Rescale the entries from their start through the line containing "93), (343, 2)]]", both ends included, and give every one of those lines again, requests too. Multiply each coordinate in the answer outlines by 2.3 and round it to a whole number, with halves rounded up.

### Items:
-- BEGIN --
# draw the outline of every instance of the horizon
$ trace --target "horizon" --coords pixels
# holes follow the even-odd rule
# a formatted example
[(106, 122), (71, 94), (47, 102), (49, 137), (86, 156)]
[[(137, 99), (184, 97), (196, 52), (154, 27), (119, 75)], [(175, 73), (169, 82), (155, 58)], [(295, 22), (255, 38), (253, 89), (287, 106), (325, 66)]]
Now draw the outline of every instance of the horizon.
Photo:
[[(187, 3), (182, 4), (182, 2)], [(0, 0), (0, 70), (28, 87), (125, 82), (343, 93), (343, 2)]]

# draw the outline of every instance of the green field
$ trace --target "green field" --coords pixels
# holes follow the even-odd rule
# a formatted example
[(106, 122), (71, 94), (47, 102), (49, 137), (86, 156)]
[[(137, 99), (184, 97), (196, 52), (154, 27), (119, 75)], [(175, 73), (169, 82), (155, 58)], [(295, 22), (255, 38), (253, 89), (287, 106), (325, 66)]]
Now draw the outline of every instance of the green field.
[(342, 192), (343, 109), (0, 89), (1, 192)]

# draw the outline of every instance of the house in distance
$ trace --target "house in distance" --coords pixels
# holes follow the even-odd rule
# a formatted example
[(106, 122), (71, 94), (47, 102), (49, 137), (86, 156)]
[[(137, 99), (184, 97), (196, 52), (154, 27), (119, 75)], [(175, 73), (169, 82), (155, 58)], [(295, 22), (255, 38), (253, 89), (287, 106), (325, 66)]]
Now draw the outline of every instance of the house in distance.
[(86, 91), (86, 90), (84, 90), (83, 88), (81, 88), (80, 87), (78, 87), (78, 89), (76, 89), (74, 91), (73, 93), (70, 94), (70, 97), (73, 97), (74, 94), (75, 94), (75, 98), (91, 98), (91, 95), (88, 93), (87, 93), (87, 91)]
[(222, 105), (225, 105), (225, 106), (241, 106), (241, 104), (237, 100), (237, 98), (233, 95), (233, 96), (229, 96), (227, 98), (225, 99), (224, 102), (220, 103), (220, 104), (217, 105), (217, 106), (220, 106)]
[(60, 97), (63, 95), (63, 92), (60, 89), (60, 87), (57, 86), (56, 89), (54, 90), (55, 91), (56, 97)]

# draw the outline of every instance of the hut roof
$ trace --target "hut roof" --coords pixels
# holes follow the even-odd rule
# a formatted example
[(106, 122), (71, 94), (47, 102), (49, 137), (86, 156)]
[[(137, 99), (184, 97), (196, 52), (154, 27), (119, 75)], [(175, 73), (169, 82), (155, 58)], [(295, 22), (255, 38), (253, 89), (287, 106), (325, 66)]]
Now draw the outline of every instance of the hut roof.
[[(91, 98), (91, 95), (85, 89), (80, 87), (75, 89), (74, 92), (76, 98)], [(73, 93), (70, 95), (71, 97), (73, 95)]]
-- END --
### Exercise answer:
# draw the outline of every instance of the horizon
$ trace --target "horizon" --coords pixels
# holes follow the even-odd rule
# a formatted example
[(106, 122), (71, 94), (47, 102), (49, 137), (86, 156)]
[[(137, 99), (184, 97), (196, 52), (154, 27), (119, 75)], [(175, 73), (169, 82), (155, 58)], [(295, 22), (255, 38), (253, 89), (287, 106), (325, 66)]]
Now draw the outline of every instance of the horizon.
Photo:
[[(430, 7), (419, 9), (419, 5)], [(0, 0), (0, 161), (64, 200), (288, 189), (789, 214), (789, 5)]]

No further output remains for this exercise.